--- Data records ---
☆ ☆ ☆ ☆ ☆ ☆ ☆

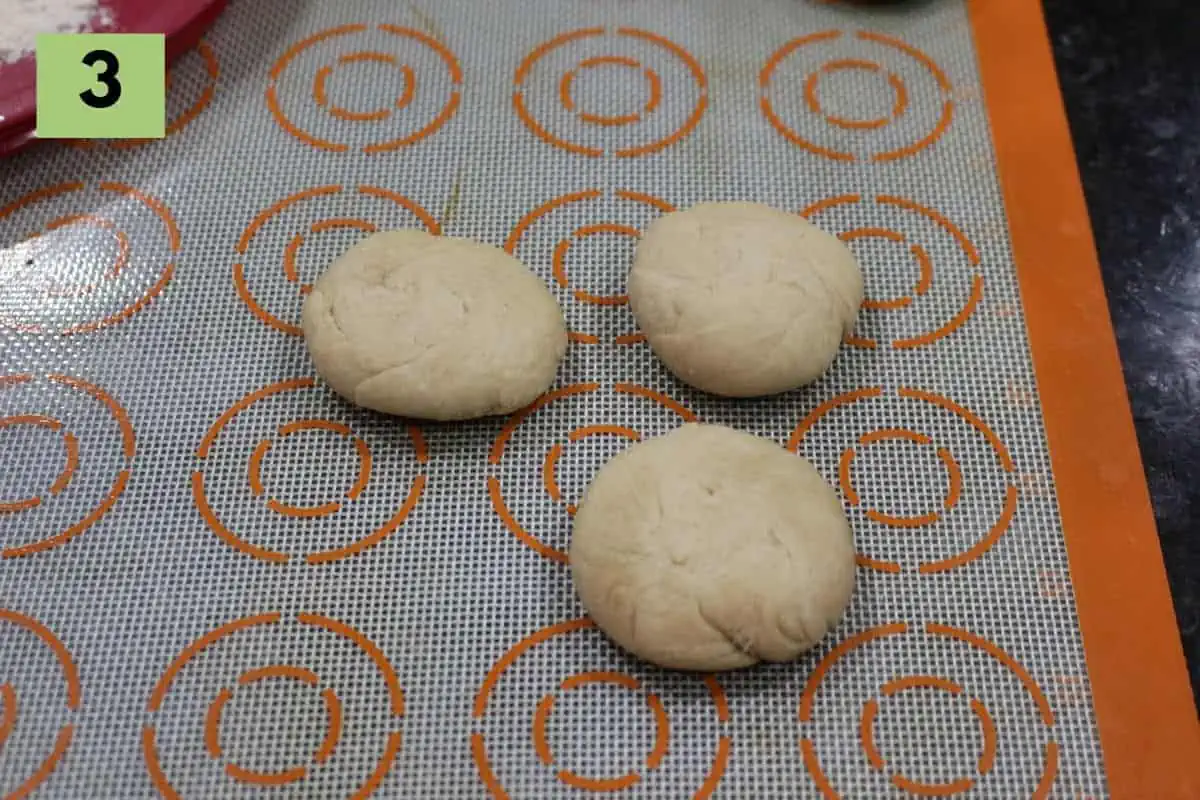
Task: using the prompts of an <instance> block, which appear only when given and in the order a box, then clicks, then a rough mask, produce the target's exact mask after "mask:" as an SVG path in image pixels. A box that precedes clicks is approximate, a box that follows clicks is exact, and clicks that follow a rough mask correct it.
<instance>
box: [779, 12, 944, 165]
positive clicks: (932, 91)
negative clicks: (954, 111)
mask: <svg viewBox="0 0 1200 800" xmlns="http://www.w3.org/2000/svg"><path fill="white" fill-rule="evenodd" d="M953 91H954V90H953V88H952V85H950V80H949V78H948V77H947V74H946V72H944V70H942V67H941V66H938V64H937V62H936V61H934V59H931V58H929V55H926V54H925V53H924V52H922V50H920V49H918V48H916V47H913V46H912V44H910V43H907V42H905V41H904V40H900V38H896V37H894V36H888V35H884V34H876V32H872V31H865V30H858V31H853V32H847V31H840V30H824V31H818V32H815V34H805V35H804V36H798V37H796V38H793V40H790V41H788V42H786V43H785V44H784V46H781V47H780V48H779V49H776V50H775V52H774V53H772V55H770V58H768V59H767V61H766V64H763V66H762V70H761V71H760V73H758V92H760V94H758V108H760V110H761V112H762V115H763V118H764V119H766V121H767V122H768V124H769V125H770V127H772V128H774V130H775V132H776V133H779V136H780V137H782V138H784V139H786V140H787V142H790V143H791V144H793V145H796V146H797V148H800V149H803V150H805V151H808V152H810V154H812V155H815V156H820V157H822V158H829V160H833V161H841V162H854V161H871V162H883V163H886V162H894V161H899V160H902V158H907V157H910V156H916V155H918V154H920V152H924V151H925V150H928V149H929V148H931V146H932V145H934V144H935V143H936V142H937V140H938V139H941V138H942V136H943V134H944V133H946V131H947V128H949V127H950V124H952V121H953V120H954V108H955V101H954V97H953Z"/></svg>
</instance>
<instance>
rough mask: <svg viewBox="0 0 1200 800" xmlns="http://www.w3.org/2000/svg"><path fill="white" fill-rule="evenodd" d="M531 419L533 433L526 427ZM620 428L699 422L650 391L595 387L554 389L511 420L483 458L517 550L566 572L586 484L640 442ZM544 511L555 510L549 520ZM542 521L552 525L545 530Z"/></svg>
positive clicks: (492, 495)
mask: <svg viewBox="0 0 1200 800" xmlns="http://www.w3.org/2000/svg"><path fill="white" fill-rule="evenodd" d="M566 409H569V410H566ZM535 414H536V415H538V416H539V419H538V420H536V422H538V423H536V425H534V421H533V420H530V417H532V416H533V415H535ZM584 420H586V421H587V422H583V421H584ZM623 420H635V421H636V420H647V421H650V420H652V421H653V423H655V425H656V426H659V427H661V428H674V427H677V426H679V425H682V423H684V422H694V421H696V415H695V414H694V413H692V411H690V410H689V409H688V408H686V407H685V405H683V404H682V403H679V402H678V401H676V399H672V398H671V397H668V396H666V395H664V393H662V392H659V391H656V390H653V389H649V387H647V386H638V385H636V384H616V385H613V386H611V387H606V389H601V386H600V384H595V383H592V384H572V385H570V386H564V387H562V389H556V390H553V391H551V392H547V393H546V395H542V396H541V397H539V398H538V399H536V401H534V402H533V403H532V404H530V405H528V407H527V408H524V409H522V410H520V411H517V413H516V414H514V415H512V416H510V417H509V420H508V421H506V422H505V423H504V427H503V428H502V429H500V434H499V435H498V437H497V438H496V443H494V444H493V445H492V452H491V455H490V456H488V458H487V461H488V464H490V469H488V475H487V493H488V497H490V498H491V500H492V509H493V510H494V511H496V516H497V518H498V519H499V522H500V523H503V525H504V528H506V529H508V531H509V533H510V534H512V535H514V536H515V537H516V540H517V541H518V542H521V543H522V545H524V546H526V547H528V548H530V549H532V551H534V552H535V553H538V554H539V555H541V557H542V558H545V559H548V560H551V561H557V563H559V564H566V560H568V555H566V549H568V547H566V539H568V536H569V529H570V519H571V517H572V516H574V515H575V510H576V501H577V499H578V497H580V495H581V494H582V493H583V488H584V487H586V486H587V481H588V480H590V476H592V475H593V474H595V470H598V469H599V468H600V467H601V465H604V464H605V463H606V462H607V461H608V458H611V457H612V456H613V455H616V453H617V452H618V451H620V450H624V449H625V447H628V446H629V445H630V444H632V443H635V441H640V440H641V438H642V433H641V432H640V431H637V429H636V428H634V427H630V426H629V425H624V423H623ZM547 422H548V423H547ZM581 422H582V423H581ZM547 504H548V505H553V506H556V511H554V512H553V513H551V515H550V516H548V517H547V515H546V513H545V511H544V509H545V507H546V506H547ZM528 518H535V519H540V521H542V524H541V525H539V527H538V528H536V529H534V530H530V529H529V528H530V527H532V525H529V523H527V522H522V521H523V519H528ZM547 519H550V521H553V522H552V523H551V524H546V522H545V521H547ZM527 525H528V527H527Z"/></svg>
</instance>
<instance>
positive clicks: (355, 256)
mask: <svg viewBox="0 0 1200 800" xmlns="http://www.w3.org/2000/svg"><path fill="white" fill-rule="evenodd" d="M302 327H304V335H305V341H306V342H307V343H308V351H310V354H311V355H312V360H313V363H314V365H316V366H317V371H318V372H319V373H320V375H322V377H323V378H324V379H325V380H326V381H328V383H329V385H330V386H331V387H332V389H334V391H336V392H337V393H340V395H342V396H343V397H346V398H347V399H349V401H350V402H353V403H356V404H359V405H364V407H366V408H371V409H374V410H377V411H384V413H388V414H396V415H401V416H412V417H418V419H426V420H464V419H470V417H478V416H487V415H491V414H508V413H509V411H514V410H516V409H518V408H521V407H523V405H527V404H528V403H530V402H533V401H534V399H536V397H538V396H539V395H541V393H542V392H544V391H545V390H546V389H547V387H548V386H550V385H551V383H553V380H554V373H556V372H557V369H558V362H559V361H560V360H562V357H563V354H564V353H565V351H566V324H565V321H564V320H563V312H562V309H560V308H559V307H558V303H557V302H556V301H554V297H553V295H551V293H550V290H548V289H547V288H546V285H545V283H542V281H541V279H540V278H538V276H536V275H534V273H533V272H530V271H529V270H528V269H527V267H526V266H524V265H523V264H522V263H521V261H518V260H517V259H515V258H512V257H511V255H509V254H508V253H505V252H504V251H502V249H498V248H496V247H492V246H490V245H484V243H480V242H475V241H470V240H467V239H451V237H448V236H432V235H430V234H427V233H424V231H419V230H391V231H385V233H378V234H373V235H371V236H368V237H366V239H364V240H362V241H361V242H359V243H358V245H355V246H354V247H352V248H350V249H349V251H347V252H346V253H344V254H343V255H341V257H340V258H337V259H336V260H335V261H334V263H332V264H331V265H330V267H329V270H326V271H325V273H324V275H322V276H320V278H319V279H318V281H317V283H316V284H314V285H313V290H312V293H311V294H310V295H308V297H307V300H306V301H305V305H304V314H302Z"/></svg>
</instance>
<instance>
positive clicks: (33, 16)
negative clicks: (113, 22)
mask: <svg viewBox="0 0 1200 800" xmlns="http://www.w3.org/2000/svg"><path fill="white" fill-rule="evenodd" d="M0 16H2V17H4V25H0V65H2V64H12V62H14V61H18V60H20V59H23V58H24V56H26V55H29V54H30V53H32V52H34V43H35V41H36V38H37V35H38V34H74V32H84V31H86V30H95V29H98V28H107V26H109V25H112V23H113V12H112V11H110V10H109V8H106V7H102V6H100V5H98V4H97V2H96V0H0Z"/></svg>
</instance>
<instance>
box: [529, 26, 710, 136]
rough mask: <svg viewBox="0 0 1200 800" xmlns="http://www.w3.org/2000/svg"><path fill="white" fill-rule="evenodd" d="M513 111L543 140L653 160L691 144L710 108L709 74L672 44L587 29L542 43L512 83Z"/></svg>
mask: <svg viewBox="0 0 1200 800" xmlns="http://www.w3.org/2000/svg"><path fill="white" fill-rule="evenodd" d="M512 86H514V89H512V108H514V110H515V112H516V115H517V118H518V119H520V120H521V121H522V122H523V124H524V126H526V127H527V128H528V130H529V131H530V132H532V133H533V134H534V136H536V137H538V138H539V139H541V140H542V142H545V143H546V144H550V145H553V146H556V148H558V149H560V150H565V151H568V152H571V154H575V155H578V156H588V157H595V158H599V157H601V156H605V155H610V156H616V157H617V158H636V157H638V156H648V155H652V154H655V152H660V151H662V150H666V149H667V148H671V146H672V145H674V144H677V143H679V142H682V140H684V139H686V138H688V137H689V136H690V134H691V133H692V132H694V131H695V130H696V127H697V126H698V125H700V121H701V118H703V115H704V110H706V109H707V108H708V76H707V74H706V72H704V68H703V67H702V66H701V64H700V61H697V60H696V59H695V56H692V55H691V53H689V52H688V50H686V49H685V48H684V47H683V46H680V44H678V43H677V42H674V41H673V40H671V38H667V37H666V36H662V35H660V34H655V32H653V31H648V30H643V29H640V28H614V29H605V28H582V29H577V30H570V31H565V32H562V34H559V35H557V36H553V37H551V38H548V40H546V41H545V42H542V43H540V44H538V47H535V48H533V50H530V52H529V53H528V55H526V58H524V59H523V60H522V61H521V64H520V65H518V66H517V71H516V74H515V76H514V77H512Z"/></svg>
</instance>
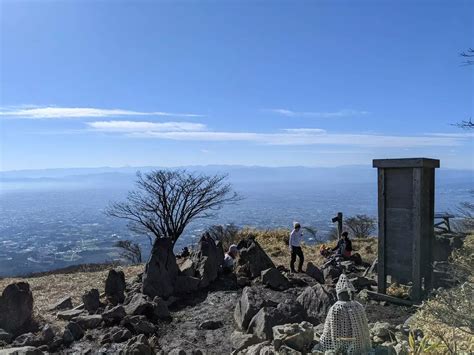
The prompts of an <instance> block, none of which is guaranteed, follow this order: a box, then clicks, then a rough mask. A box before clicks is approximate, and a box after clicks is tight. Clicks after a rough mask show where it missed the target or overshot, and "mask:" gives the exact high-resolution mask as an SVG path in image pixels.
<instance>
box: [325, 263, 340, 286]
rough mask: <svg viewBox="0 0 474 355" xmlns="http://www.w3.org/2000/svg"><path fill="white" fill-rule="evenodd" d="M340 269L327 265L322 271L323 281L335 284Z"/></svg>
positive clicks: (339, 271)
mask: <svg viewBox="0 0 474 355" xmlns="http://www.w3.org/2000/svg"><path fill="white" fill-rule="evenodd" d="M342 271H343V270H342V268H341V267H339V266H337V265H328V266H327V267H325V268H324V269H323V275H324V280H325V281H327V282H330V281H331V282H332V283H334V284H335V283H336V282H337V280H338V279H339V276H341V274H342Z"/></svg>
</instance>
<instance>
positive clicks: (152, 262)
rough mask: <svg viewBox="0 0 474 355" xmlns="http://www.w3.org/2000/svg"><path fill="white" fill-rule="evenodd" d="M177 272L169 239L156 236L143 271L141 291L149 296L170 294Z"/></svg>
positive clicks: (165, 295) (171, 248)
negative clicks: (156, 236)
mask: <svg viewBox="0 0 474 355" xmlns="http://www.w3.org/2000/svg"><path fill="white" fill-rule="evenodd" d="M178 272H179V269H178V265H177V264H176V257H175V255H174V254H173V244H172V241H171V239H170V238H156V239H155V242H154V244H153V249H152V252H151V255H150V259H149V261H148V263H147V264H146V267H145V272H144V273H143V288H142V291H143V293H144V294H146V295H148V296H150V297H155V296H160V297H164V298H167V297H169V296H171V295H172V294H173V292H174V284H175V281H176V278H177V277H178Z"/></svg>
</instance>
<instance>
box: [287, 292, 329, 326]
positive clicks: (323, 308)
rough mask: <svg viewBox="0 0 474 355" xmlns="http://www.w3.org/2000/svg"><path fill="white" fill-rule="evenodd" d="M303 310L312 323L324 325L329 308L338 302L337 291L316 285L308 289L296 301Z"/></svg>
mask: <svg viewBox="0 0 474 355" xmlns="http://www.w3.org/2000/svg"><path fill="white" fill-rule="evenodd" d="M296 301H297V302H298V303H300V304H301V305H302V306H303V308H304V309H305V310H306V313H307V315H308V317H309V319H308V320H310V321H311V322H312V323H322V322H324V320H325V319H326V314H327V312H328V311H329V308H330V307H331V306H332V305H333V304H334V303H335V302H336V301H337V299H336V291H335V290H334V289H333V288H330V287H327V286H324V285H320V284H315V285H314V286H312V287H307V288H306V289H305V290H304V291H303V293H302V294H301V295H300V296H298V298H297V299H296Z"/></svg>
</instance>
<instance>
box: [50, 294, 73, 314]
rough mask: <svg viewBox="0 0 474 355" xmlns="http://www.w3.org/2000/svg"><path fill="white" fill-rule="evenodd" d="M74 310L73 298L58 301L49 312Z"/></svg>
mask: <svg viewBox="0 0 474 355" xmlns="http://www.w3.org/2000/svg"><path fill="white" fill-rule="evenodd" d="M71 308H72V299H71V297H65V298H63V299H61V300H60V301H58V303H56V304H55V305H54V306H52V307H51V308H50V309H49V310H50V311H61V310H65V309H71Z"/></svg>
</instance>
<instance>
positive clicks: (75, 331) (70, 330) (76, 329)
mask: <svg viewBox="0 0 474 355" xmlns="http://www.w3.org/2000/svg"><path fill="white" fill-rule="evenodd" d="M66 329H67V330H69V331H70V332H71V334H72V336H73V337H74V340H80V339H82V337H83V336H84V331H83V330H82V328H81V326H80V325H79V324H77V323H76V322H69V323H68V324H67V325H66Z"/></svg>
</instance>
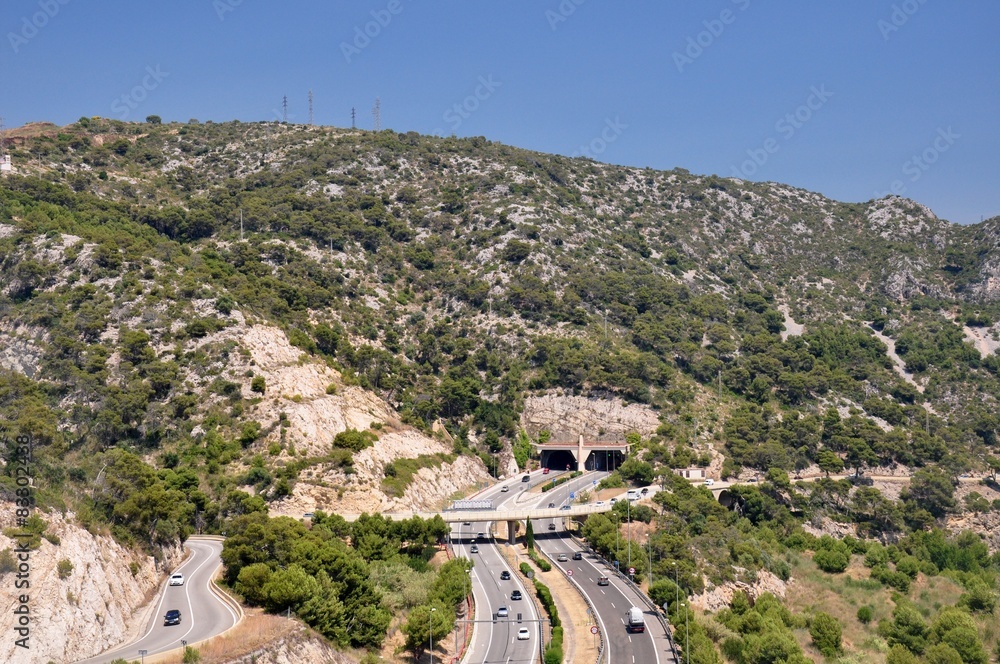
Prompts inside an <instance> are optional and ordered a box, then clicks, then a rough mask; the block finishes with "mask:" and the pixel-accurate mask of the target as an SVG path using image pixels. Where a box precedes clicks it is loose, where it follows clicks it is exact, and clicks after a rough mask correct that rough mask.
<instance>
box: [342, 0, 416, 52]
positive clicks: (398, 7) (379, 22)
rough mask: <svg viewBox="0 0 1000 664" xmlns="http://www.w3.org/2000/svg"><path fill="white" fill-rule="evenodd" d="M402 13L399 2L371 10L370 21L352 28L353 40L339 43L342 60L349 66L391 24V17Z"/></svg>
mask: <svg viewBox="0 0 1000 664" xmlns="http://www.w3.org/2000/svg"><path fill="white" fill-rule="evenodd" d="M402 11H403V4H402V3H401V2H400V0H389V4H387V5H386V6H385V9H373V10H372V11H371V15H372V20H371V21H368V22H367V23H365V24H364V26H360V25H356V26H354V39H352V40H351V41H350V42H340V52H341V53H343V54H344V60H346V61H347V64H351V60H353V59H354V57H355V56H358V55H361V51H363V50H365V49H366V48H368V46H369V45H371V43H372V40H373V39H376V38H377V37H378V36H379V35H380V34H382V31H383V30H385V29H386V28H387V27H389V24H390V23H392V17H393V16H397V15H399V13H400V12H402Z"/></svg>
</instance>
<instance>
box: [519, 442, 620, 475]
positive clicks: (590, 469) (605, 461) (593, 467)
mask: <svg viewBox="0 0 1000 664" xmlns="http://www.w3.org/2000/svg"><path fill="white" fill-rule="evenodd" d="M534 447H535V451H536V452H537V453H538V456H539V458H540V459H541V464H542V467H543V468H551V469H553V470H606V471H612V470H615V469H616V468H618V467H619V466H621V464H622V462H623V461H625V459H626V458H628V452H629V447H630V446H629V444H628V443H625V442H585V441H584V439H583V436H582V435H581V436H580V438H579V439H578V440H577V441H576V442H563V443H554V442H546V443H534Z"/></svg>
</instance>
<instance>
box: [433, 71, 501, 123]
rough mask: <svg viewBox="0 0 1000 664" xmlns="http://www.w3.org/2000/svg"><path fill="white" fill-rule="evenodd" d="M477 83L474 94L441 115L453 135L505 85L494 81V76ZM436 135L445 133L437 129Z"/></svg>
mask: <svg viewBox="0 0 1000 664" xmlns="http://www.w3.org/2000/svg"><path fill="white" fill-rule="evenodd" d="M477 83H478V85H477V86H476V87H475V89H473V91H472V94H470V95H469V96H468V97H466V98H465V99H463V100H462V101H460V102H456V103H455V104H452V105H451V106H450V107H449V108H448V110H446V111H445V112H444V114H442V115H441V119H442V120H444V121H445V122H447V123H448V124H449V126H450V127H451V131H452V133H454V132H456V131H458V128H459V127H461V126H462V122H463V121H465V120H468V119H469V117H470V116H471V115H472V114H473V113H475V112H476V111H478V110H479V107H480V106H481V105H482V103H483V102H484V101H486V100H487V99H489V98H490V97H492V96H493V93H494V92H496V90H497V88H499V87H501V86H502V85H503V82H502V81H497V80H494V78H493V74H488V75H486V76H480V77H479V79H478V81H477ZM434 134H435V135H436V136H441V135H442V134H443V131H442V130H441V129H435V130H434Z"/></svg>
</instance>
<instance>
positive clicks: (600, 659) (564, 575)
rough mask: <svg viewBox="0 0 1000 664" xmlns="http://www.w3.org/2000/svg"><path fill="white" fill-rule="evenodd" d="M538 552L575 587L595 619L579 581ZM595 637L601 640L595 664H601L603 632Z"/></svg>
mask: <svg viewBox="0 0 1000 664" xmlns="http://www.w3.org/2000/svg"><path fill="white" fill-rule="evenodd" d="M538 550H539V551H541V553H542V555H543V556H545V557H546V558H548V559H549V564H551V565H552V566H553V567H555V568H556V569H558V570H559V571H560V572H562V574H563V576H565V577H566V578H567V579H568V580H569V582H570V584H571V585H573V586H576V590H577V592H579V593H580V596H581V597H583V601H585V602H586V603H587V608H588V609H590V614H591V615H592V616H594V618H595V619H596V618H597V609H596V608H594V605H593V604H591V602H590V598H589V597H587V593H585V592H583V586H581V585H580V583H579V581H577V580H576V579H574V578H573V577H572V576H569V575H568V574H566V570H564V569H563V568H562V567H560V566H559V565H556V564H555V562H556V561H554V560H552V556H550V555H549V554H547V553H545V552H544V551H542V550H541V549H538ZM597 635H598V636H599V637H600V638H601V645H600V646H598V648H597V661H596V662H595V664H601V657H603V656H604V646H605V645H606V643H605V641H604V630H601V629H599V630H598V631H597ZM609 664H610V663H609Z"/></svg>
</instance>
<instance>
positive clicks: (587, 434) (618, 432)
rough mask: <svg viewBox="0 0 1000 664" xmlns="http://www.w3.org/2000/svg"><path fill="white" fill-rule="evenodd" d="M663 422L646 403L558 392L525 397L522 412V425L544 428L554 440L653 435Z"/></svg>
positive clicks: (594, 438) (590, 439) (521, 422)
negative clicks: (523, 406)
mask: <svg viewBox="0 0 1000 664" xmlns="http://www.w3.org/2000/svg"><path fill="white" fill-rule="evenodd" d="M659 423H660V422H659V416H658V415H657V414H656V412H655V411H654V410H653V409H652V408H650V407H649V406H645V405H643V404H626V403H625V402H624V401H622V400H621V399H598V398H595V397H574V396H561V395H558V394H546V395H543V396H538V397H529V398H527V399H525V401H524V412H523V413H522V415H521V425H522V426H523V427H524V428H525V429H526V430H527V431H528V433H529V434H531V435H532V436H534V435H537V434H538V432H539V431H541V430H543V429H544V430H547V431H549V432H550V433H551V434H552V440H554V441H563V440H575V439H576V438H577V437H578V436H580V435H582V436H583V437H584V438H585V439H587V440H601V439H604V440H608V439H611V440H621V439H622V438H624V437H625V434H627V433H629V432H631V431H636V432H638V433H640V434H643V435H649V434H652V433H653V432H654V431H656V427H657V426H658V425H659Z"/></svg>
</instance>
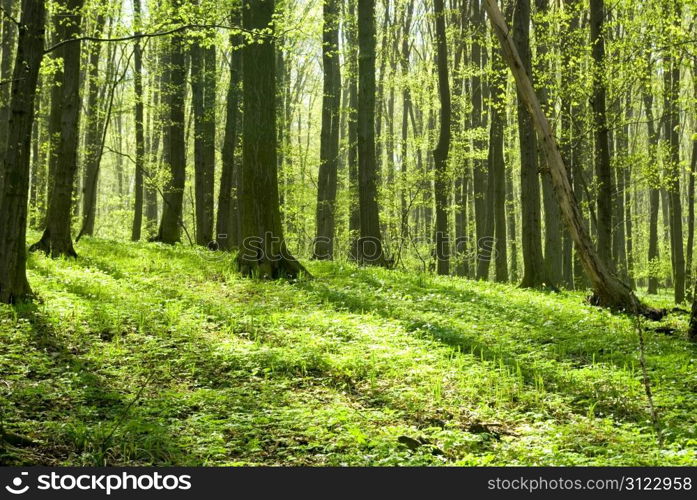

☆ ☆ ☆ ☆ ☆ ☆ ☆

--- Exercise description ---
From the first line through the line with "positive clicks: (932, 91)", output those lines of the entries above exactly, and nothing else, with the pictures left out.

--- Solution ---
Task: using the prompts of an <instance> block, which appear only when given and in the order a box, then clicks, then a rough mask, produce the target's exact mask after "mask:" as an SVG path in image pixels. A box that precedes clicks is approximate, a box that follows clicks is exact, and clicks that follow a rough mask correct it.
<instance>
box: [779, 12, 944, 165]
positive clicks: (932, 91)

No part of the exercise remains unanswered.